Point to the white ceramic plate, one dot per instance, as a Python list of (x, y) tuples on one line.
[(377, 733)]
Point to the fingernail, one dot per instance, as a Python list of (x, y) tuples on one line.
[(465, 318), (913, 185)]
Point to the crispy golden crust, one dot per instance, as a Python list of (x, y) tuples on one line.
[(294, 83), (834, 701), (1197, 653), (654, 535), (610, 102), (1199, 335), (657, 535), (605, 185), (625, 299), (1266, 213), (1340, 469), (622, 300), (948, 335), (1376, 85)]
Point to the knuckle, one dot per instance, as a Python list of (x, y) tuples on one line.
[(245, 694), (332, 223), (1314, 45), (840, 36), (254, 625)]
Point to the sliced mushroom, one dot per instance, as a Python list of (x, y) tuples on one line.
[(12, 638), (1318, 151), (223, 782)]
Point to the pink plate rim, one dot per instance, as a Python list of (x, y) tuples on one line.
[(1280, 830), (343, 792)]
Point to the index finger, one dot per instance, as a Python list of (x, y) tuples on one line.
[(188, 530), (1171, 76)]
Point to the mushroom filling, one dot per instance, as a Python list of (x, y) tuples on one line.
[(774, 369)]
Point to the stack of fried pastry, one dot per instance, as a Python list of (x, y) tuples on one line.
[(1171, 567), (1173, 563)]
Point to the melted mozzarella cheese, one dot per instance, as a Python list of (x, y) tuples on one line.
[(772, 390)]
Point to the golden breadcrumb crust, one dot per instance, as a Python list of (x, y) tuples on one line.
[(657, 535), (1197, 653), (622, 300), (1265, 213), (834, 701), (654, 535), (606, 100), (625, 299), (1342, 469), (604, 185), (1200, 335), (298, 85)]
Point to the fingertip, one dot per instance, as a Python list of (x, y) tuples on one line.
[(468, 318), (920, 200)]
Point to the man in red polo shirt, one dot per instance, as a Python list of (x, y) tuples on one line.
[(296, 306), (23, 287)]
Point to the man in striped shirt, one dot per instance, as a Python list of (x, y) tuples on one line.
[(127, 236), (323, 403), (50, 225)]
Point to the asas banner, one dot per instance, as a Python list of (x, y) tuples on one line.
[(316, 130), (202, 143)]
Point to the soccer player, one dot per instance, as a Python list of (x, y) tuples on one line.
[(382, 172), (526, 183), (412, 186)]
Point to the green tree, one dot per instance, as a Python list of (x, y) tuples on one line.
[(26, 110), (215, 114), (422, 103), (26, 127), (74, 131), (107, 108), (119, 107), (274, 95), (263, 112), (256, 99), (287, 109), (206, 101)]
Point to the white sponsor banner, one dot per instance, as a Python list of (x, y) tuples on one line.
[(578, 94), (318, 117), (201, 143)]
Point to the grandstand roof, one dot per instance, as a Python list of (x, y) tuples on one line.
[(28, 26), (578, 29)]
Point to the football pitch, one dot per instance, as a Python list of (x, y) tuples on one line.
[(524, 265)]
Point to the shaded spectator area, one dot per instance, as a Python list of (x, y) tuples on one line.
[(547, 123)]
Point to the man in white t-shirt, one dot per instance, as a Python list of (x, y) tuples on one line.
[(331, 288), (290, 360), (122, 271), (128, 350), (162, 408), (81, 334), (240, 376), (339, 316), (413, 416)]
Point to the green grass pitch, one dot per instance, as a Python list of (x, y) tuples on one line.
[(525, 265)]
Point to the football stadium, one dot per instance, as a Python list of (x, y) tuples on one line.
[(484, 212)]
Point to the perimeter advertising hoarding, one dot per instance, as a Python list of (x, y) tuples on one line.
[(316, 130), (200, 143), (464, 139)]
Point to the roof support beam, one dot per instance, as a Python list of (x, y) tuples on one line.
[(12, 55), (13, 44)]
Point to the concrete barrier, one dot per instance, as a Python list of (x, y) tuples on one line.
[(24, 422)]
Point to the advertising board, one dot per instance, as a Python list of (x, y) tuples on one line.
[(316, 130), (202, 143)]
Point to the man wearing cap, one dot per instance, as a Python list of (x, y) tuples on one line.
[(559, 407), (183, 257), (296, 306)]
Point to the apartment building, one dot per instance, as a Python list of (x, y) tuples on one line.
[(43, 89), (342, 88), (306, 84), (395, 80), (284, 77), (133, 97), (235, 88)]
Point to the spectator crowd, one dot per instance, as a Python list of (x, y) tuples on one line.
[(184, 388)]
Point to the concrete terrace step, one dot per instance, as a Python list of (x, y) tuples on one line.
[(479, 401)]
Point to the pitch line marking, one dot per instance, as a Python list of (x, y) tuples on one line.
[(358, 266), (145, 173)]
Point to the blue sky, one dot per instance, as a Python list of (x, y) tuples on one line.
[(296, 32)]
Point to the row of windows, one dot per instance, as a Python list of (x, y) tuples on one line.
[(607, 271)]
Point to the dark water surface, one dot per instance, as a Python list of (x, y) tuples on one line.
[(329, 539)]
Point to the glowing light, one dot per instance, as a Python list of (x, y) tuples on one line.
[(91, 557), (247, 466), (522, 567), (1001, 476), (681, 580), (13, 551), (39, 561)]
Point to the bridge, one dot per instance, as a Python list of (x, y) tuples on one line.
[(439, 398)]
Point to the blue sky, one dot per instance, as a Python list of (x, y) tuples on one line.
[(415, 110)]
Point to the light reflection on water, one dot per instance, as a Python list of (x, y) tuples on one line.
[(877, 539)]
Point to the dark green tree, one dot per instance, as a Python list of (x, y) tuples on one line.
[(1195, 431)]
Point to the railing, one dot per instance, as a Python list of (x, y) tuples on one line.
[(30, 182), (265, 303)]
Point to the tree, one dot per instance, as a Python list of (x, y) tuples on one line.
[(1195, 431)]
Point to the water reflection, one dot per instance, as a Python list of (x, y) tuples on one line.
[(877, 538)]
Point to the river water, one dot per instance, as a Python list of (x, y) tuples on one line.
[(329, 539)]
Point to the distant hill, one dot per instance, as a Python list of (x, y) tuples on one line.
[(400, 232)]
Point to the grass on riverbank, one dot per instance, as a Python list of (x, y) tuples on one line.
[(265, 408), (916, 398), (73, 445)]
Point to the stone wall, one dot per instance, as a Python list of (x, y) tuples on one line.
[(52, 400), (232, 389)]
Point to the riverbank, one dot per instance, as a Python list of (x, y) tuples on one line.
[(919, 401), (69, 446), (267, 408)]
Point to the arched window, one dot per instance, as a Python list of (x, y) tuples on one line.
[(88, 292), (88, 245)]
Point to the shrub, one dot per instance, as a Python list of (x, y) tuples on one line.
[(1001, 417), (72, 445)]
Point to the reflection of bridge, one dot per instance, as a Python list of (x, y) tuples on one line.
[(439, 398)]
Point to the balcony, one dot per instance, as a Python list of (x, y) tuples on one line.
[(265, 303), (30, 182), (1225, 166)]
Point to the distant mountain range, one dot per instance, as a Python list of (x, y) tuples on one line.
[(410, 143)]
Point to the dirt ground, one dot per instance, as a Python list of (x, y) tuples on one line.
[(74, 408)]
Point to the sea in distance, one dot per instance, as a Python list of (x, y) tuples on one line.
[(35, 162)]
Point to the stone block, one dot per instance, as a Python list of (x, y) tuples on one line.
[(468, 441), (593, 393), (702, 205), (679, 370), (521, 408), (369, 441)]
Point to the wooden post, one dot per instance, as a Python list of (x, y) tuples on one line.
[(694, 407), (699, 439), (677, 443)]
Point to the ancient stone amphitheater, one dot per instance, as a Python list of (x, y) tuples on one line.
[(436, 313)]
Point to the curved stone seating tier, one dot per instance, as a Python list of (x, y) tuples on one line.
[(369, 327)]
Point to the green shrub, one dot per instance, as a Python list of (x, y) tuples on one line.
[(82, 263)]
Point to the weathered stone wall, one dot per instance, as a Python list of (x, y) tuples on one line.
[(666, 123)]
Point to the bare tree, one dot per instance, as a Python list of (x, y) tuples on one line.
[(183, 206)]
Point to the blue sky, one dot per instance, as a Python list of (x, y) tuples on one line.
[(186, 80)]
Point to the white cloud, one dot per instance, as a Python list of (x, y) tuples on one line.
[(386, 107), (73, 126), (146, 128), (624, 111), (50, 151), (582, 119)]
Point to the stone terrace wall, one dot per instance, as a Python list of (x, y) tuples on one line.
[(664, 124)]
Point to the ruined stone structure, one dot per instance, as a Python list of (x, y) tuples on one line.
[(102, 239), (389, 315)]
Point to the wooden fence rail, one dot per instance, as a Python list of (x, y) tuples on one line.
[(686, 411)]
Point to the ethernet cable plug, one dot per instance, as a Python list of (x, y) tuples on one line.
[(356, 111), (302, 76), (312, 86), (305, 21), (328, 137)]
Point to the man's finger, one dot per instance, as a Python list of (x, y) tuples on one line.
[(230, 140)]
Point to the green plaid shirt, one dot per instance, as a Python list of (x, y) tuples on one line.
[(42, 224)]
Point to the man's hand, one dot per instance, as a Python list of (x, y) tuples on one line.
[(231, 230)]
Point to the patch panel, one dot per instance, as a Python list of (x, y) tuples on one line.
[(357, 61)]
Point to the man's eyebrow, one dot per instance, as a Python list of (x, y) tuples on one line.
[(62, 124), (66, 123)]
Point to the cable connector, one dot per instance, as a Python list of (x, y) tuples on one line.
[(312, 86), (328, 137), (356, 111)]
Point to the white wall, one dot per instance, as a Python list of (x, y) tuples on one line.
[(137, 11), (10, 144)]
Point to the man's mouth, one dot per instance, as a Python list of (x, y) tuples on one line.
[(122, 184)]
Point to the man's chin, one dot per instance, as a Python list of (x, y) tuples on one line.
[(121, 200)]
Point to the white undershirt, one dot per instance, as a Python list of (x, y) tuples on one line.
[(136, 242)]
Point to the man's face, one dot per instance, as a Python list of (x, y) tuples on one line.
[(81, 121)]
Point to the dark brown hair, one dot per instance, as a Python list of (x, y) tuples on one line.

**Brief**
Write out the data word for word, from its very first line through the line that contains "[(468, 318), (920, 200)]", including that line.

**Written reply**
Point to the white ceramic plate, one dot per instance, as a Python list of (x, y) tuples on one line.
[(377, 733)]
Point to the fingernail, one dot per instance, as a Python list of (x, y) tuples on one line.
[(465, 318), (913, 185)]
Point to the crispy golden crust, one dot per instance, as a Python list of (x, y) tuples on one line.
[(294, 83), (834, 701), (1197, 653), (654, 535), (610, 102), (1199, 335), (657, 535), (605, 185), (625, 299), (1266, 213), (1340, 469), (622, 300), (948, 335), (1376, 85)]
Point to the knuckle, one dot per instance, as a Python list of (x, y) tuples on one line.
[(245, 694), (332, 223), (1314, 45), (840, 36), (254, 625)]
Point to the sliced mushroom, one dot per instance, as a Python list of (x, y) tuples on one line.
[(12, 638), (1318, 151), (223, 782)]
Point to the pink plate rim, one dot per instance, as a Python list of (x, y) tuples on one line.
[(1280, 830), (343, 792)]
Point to the index finger, one dot per instance, as a Python list of (x, y) tuples on one line.
[(188, 530), (1171, 76)]
Point to the mushroom filling, one dot per instance, as a Python list of (x, y) tuples on one line.
[(774, 369)]
Point to the stack of fried pastry, one dot per instance, as a Python list of (x, y) tuples on one line.
[(1171, 567), (1173, 563)]
Point to the melted mozzarella cheese, one dot per instance, as a Python list of (x, y) tuples on one line.
[(772, 390)]
Point to the golden breadcrumb crust, one dot per instance, as a Python list of (x, y) tuples on one line.
[(657, 535), (1197, 653), (622, 300), (1265, 213), (834, 701), (654, 535), (606, 100), (625, 299), (1342, 469), (604, 185), (1200, 335), (298, 85)]
Point to the fingertip, one dot per instance, as a Python list of (x, y) tuples on one line.
[(468, 318), (920, 200)]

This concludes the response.